_EXTRAIT CHOISI_

▼▼▼

Les tensions inflationnistes résultent des changements de comportement des consommateurs pendant la pandémie. Que ces changements soient temporaires ou persistent plus durablement, les conditions macroéconomiques demeurent positives pour le crédit dans un scénario où l’inflation devrait rester contenue à moyen terme . Par Philippe Gräub, Responsable Global Fixed Income à l’Union Bancaire Privée (UBP)
Le retour de l’inflation suscite de nombreuses interrogations de la part des investisseurs
Faut-il en effet redouter un emballement des anticipations inflationnistes ? Ce n’est pas notre scénario central. Nous tablons plutôt sur une inflation contenue à moyen terme dans un contexte macroéconomique porteur.
Les mesures de relance et la réouverture des économies ont soutenu la reprise. Aux Etats-Unis, l’indice ISM composite (manufacturier et services) continue de se maintenir à des niveaux élevés. La reprise
économique est restée solide malgré l’apparition du variant Delta. Cependant, les changements de
comportement des consommateurs ont créé des goulets d’étranglement. Ce déséquilibre mondial des
flux de marchandises a entraîné une hausse des coûts de transport, venant ainsi alimenterles pressions
inflationnistes.
De plus, ces changements de comportement sont encore à l’œuvre. On peut le mesurer dans les indicateurs de mobilité : celle-ci est en effet toujours environ 10 à 15% plus faible qu’avant la pandémie aux Etats-Unis et en Europe, en dépit de la diminution du risque covid et du succès des campagnes de vaccination.
La durée du cycle de normalisation de l’inflation est très variable en fonction des scénarios. Dans un scénario rapide, un retour à la normale peut prendre quelques mois si les consommateurs renouent avec leurs habitudes de consommation d’avant la pandémie. Dans un scénario plus long, si ces nouveaux comportements perdurent, il faudra attendre la disponibilité de nouvelles capacités de production ou de transport. Nous pouvons estimer jusqu’à deux ans le délai pour augmenter significativement ces capacités.

▲▲▲

_TRAVAIL DEMANDÉ_
a) Répondez à ces questions sur l'extrait consacré à l'inflation :
(i) Quel indice continue de se maintenir à des niveaux élevés aux États-Unis ?
(ii) De combien la mobilité reste-t-elle plus faible qu'avant la pandémie aux États-Unis et en Europe ?
(iii) Jusqu'à quel délai est estimée une augmentation significative des capacités de production ou de transport ?
b) Reprenez l'extrait consacré à l'inflation à la suite de sa dernière phrase et poursuivez-le.

_Éléments enregistrés_
▼▼▼

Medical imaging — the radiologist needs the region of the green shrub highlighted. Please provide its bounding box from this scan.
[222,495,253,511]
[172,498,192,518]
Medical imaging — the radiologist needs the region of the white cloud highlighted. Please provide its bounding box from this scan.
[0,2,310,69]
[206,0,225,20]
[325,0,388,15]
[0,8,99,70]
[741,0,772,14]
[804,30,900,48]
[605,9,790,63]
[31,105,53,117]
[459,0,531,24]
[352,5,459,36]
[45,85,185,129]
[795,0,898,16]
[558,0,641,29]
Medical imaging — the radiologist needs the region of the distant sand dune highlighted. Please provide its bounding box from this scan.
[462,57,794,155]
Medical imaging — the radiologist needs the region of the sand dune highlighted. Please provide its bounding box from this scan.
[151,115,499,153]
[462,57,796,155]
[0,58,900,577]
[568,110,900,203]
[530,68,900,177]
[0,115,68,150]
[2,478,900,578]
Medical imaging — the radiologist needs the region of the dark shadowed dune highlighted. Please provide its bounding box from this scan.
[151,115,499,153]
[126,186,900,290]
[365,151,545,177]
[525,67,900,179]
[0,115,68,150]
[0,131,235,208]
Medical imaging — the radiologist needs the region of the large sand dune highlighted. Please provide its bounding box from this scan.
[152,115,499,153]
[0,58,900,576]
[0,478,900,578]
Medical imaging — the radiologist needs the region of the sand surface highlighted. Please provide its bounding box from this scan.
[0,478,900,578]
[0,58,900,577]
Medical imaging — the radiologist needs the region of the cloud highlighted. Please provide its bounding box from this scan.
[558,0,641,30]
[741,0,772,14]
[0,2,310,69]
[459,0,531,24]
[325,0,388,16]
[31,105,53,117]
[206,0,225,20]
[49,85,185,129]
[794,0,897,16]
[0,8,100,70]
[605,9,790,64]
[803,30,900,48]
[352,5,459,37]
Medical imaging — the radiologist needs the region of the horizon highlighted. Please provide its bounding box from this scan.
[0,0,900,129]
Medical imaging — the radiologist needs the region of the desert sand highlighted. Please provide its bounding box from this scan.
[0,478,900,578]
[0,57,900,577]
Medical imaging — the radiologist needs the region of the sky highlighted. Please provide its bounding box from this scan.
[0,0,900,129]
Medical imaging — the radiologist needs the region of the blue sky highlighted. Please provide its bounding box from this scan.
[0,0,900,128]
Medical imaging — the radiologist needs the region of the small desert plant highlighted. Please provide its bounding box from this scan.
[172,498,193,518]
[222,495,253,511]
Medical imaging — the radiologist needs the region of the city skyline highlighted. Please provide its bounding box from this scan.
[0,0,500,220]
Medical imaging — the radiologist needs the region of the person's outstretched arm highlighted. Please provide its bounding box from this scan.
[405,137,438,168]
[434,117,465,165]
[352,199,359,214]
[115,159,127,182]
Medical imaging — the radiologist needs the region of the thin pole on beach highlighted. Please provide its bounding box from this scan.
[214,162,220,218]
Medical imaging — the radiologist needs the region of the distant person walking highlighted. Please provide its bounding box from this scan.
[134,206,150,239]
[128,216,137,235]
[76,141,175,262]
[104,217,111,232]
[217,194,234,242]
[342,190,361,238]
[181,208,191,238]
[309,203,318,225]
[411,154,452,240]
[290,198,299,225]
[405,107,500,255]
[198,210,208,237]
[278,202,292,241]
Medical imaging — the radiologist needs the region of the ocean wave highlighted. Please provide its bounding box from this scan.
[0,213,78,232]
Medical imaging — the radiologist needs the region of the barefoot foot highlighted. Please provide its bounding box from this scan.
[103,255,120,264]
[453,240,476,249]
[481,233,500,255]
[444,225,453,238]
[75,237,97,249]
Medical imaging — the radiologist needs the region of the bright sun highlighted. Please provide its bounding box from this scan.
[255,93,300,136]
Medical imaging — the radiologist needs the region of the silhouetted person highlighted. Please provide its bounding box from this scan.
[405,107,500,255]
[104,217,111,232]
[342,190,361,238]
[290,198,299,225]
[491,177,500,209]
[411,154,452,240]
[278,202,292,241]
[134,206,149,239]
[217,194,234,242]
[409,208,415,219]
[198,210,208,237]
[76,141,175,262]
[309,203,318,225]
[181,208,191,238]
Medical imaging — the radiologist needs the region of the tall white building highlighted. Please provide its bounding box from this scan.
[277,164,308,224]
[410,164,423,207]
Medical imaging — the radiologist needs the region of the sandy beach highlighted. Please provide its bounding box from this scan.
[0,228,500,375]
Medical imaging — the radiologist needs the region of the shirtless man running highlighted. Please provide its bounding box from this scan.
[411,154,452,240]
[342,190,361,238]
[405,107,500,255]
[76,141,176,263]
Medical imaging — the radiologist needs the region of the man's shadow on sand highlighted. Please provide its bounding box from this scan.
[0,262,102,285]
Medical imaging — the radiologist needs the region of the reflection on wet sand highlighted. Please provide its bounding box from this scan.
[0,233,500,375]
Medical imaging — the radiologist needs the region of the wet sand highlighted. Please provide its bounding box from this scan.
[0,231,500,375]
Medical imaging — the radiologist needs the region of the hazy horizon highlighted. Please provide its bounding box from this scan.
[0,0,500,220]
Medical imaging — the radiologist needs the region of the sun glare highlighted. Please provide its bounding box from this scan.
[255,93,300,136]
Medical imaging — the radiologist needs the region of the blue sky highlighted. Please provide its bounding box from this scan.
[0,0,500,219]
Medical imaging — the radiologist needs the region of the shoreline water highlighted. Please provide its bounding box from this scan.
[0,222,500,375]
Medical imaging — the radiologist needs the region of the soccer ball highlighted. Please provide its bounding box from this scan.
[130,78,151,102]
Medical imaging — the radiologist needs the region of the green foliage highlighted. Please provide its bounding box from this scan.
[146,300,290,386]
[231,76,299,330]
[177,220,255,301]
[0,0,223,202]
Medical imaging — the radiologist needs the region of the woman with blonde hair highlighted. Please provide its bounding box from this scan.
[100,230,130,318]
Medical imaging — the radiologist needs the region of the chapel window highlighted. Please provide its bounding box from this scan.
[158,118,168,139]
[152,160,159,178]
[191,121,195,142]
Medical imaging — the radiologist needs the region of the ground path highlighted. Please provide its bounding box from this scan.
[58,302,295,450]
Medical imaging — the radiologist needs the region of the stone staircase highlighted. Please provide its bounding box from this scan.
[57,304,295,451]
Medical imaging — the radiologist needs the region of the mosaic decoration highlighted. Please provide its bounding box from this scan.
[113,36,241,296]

▲▲▲

_RÉPONSES_
a)
(i) L'indice ISM composite (manufacturier et services).
(ii) D'environ 10 à 15 %.
(iii) Jusqu'à deux ans.

b)
Privilégier les dettes bancaires subordonnées
Cette inflation plus élevée reste toutefois contenue. Nous ne sommes ni dans un scénario de stagflation (la croissance reste solide et le marché du travail dynamique), ni dans un scénario d’hyperinflation (les anticipations d’inflation sont en ligne avec les pics des cycles précédents, à environ 2,5%). A ce titre, elle demeure un facteur positif pour la croissance et pour les entreprises de manière générale. Les secteurs « perdants » dans un scénario d’inflation plus élevée ne représentent que 17% du marché du crédit en zone euro, par exemple les secteurs de la chimie, des ventes au détail ou du transport. Par ailleurs, l’inflation est positive pour les Etats car elle permet d’amortir la hausse des déficits publics. Elle l’est aussi pour les banques centrales : une inflation plus élevée leur donne l’occasion de relever les taux. Des taux accrus permettront ainsi aux banques centrales d’opérer une réduction de taux lors de la prochaine récession.
Ainsi, nous considérons que le contexte actuel est favorable au crédit à bêta élevé et à faible duration. Sur le plan macroéconomique, les mesures de relance ont entraîné une reprise soutenue de l’activité, qui devrait permettre à la croissance de dépasser, en cette fin d’année, son rythme pré-covid. La reprise économique devrait se poursuivre et l’inflation rester contenue à moyen terme. Dans ce contexte, du côté des taux, nous maintenons un positionnement en duration faible et un biais d’aplatissement. Sur le crédit, nous privilégions les dettes bancaires subordonnées, en particulier les AT1 (Additional Tier 1) : les profits sont en hausse, les ratios de capital sont restés importants, et les banques bénéficieront de taux d’intérêt plus élevés. En outre, la valorisation des dettes AT1 est attrayante en comparaison des dettes bancaires senior. Nous privilégions aussi les stratégies « high yield » via des indices de CDS et une exposition aux taux d’intérêt limitée. Elles offrent un réel potentiel de supplément de rendement par rapport à la dette obligataire « high yield » classique ou aux prêts seniors dans un environnement de faibles taux de défaut.